▶ [TASK TO CARRY OUT] Would you retype every entry that follows without altering a word?

---------- DATA RECORDS

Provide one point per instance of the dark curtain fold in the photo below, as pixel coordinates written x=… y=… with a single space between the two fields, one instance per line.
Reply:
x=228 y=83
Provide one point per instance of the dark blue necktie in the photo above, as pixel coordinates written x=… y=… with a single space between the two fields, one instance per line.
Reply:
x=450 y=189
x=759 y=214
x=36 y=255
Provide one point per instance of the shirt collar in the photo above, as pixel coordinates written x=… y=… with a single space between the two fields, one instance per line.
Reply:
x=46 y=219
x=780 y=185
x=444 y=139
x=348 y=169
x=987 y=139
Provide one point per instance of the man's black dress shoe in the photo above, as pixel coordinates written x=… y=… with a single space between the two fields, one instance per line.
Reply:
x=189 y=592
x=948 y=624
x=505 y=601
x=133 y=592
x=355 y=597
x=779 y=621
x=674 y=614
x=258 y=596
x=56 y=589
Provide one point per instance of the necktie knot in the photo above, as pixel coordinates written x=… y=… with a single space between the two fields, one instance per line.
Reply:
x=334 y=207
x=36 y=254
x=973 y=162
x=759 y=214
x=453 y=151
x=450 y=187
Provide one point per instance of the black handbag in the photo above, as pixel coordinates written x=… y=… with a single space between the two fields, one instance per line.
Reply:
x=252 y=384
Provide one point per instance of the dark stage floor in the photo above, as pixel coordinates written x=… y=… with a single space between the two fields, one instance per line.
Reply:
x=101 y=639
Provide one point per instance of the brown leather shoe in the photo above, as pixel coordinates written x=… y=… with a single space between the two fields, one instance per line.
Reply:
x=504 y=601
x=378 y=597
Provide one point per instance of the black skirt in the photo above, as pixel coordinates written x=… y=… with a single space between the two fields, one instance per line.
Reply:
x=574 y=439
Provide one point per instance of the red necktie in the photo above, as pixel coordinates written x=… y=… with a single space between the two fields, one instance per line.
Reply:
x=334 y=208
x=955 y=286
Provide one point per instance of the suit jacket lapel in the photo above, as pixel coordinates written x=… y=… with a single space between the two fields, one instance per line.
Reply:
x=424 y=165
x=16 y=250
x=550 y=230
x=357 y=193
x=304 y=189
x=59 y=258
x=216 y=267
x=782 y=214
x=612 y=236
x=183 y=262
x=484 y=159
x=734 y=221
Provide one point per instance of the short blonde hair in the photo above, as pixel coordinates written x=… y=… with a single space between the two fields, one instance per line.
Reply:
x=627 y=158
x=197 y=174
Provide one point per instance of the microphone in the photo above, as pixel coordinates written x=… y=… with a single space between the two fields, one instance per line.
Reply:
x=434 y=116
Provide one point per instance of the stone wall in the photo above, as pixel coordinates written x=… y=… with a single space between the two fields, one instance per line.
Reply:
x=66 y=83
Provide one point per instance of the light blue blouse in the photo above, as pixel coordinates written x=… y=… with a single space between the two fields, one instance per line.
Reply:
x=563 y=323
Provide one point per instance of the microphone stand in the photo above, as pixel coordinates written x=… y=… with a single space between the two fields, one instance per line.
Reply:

--------------------

▶ [WORKED SOLUTION]
Provide one point per instance of the dark curtain fold in the photo below, as pixel coordinates written x=… y=… with a single space between the two fields, one instance per line.
Reply:
x=228 y=83
Provide one point per instance of the dark blue necktie in the photo above, as pixel coordinates written x=… y=… with a single space between the two fields, one instance per line.
Reply:
x=450 y=189
x=759 y=214
x=36 y=255
Provide one point per instance of the shirt collar in the photo above, as pixel coordinates written x=… y=… with a single space between the two fields, one instance per line.
Reply:
x=46 y=219
x=780 y=185
x=444 y=139
x=348 y=169
x=987 y=139
Provide one point per instance of the man's black dress shoe in the photo above, as pixel coordinates written x=… y=… with a single space between the two fields, one instance per line.
Reply:
x=189 y=592
x=948 y=624
x=505 y=601
x=133 y=592
x=355 y=597
x=779 y=621
x=674 y=614
x=258 y=596
x=56 y=589
Provide one point per instance of the necktie knot in the photo above, as pixel coordinates written x=… y=… with a single space between the two fields, one instance per line.
Reply:
x=334 y=207
x=36 y=254
x=973 y=162
x=759 y=214
x=453 y=151
x=450 y=187
Provide one point per instance of the black handbag in the photo above, as pixel coordinates written x=… y=… with a single space between the two fields, one instance per line.
Reply:
x=252 y=384
Provide one point per instance of the dark stage floor in the photo above, as pixel coordinates written x=… y=… with a single space between the two fields, one instance per line.
Reply:
x=101 y=639
Provide one point per instance of the brown leather shoe in the photo above, as pixel coordinates written x=… y=… with a single space between the two fields, one instance per line.
Reply:
x=504 y=601
x=378 y=597
Provide one point per instance of the black skirt in the photo above, as pixel coordinates written x=… y=… with a single space between the two fields, one instance per line.
Reply:
x=574 y=439
Provide one point per instance of the red necktie in the photo above, as pixel coordinates written x=… y=… with a single space between the two fields, one instance per line.
Reply:
x=334 y=208
x=955 y=286
Provide one point per instance of the suit jacket lapel in the photo above, as pixel coordinates written x=… y=… with a single space between the two fields, one instance per line.
Reply:
x=424 y=165
x=16 y=250
x=550 y=230
x=357 y=193
x=304 y=189
x=59 y=258
x=216 y=267
x=782 y=214
x=612 y=236
x=183 y=262
x=484 y=159
x=734 y=221
Provide one point per instance of the short blonde hair in the photo above, as pixel coordinates written x=… y=… with a single space between the two fields, one instance per line.
Reply:
x=627 y=158
x=197 y=174
Provide one point per instance of the microphone in the photo above, as pixel coordinates written x=… y=… with a single space between the two fields, one instance per line.
Reply:
x=434 y=116
Provide one point per instance of the stone wall in the photo above, as pixel coordinates written x=… y=… with a single space between the two fields, one instance per line.
Reply:
x=66 y=83
Provide one point per instance of the light blue blouse in the photo above, as pixel coordinates written x=… y=… with a single space between the two fields, one instance per line.
Reply:
x=563 y=323
Provide one point per instance of the microphone stand in the photo above, as pixel coordinates written x=… y=… with a single space between the two fields, one instance per line.
Reply:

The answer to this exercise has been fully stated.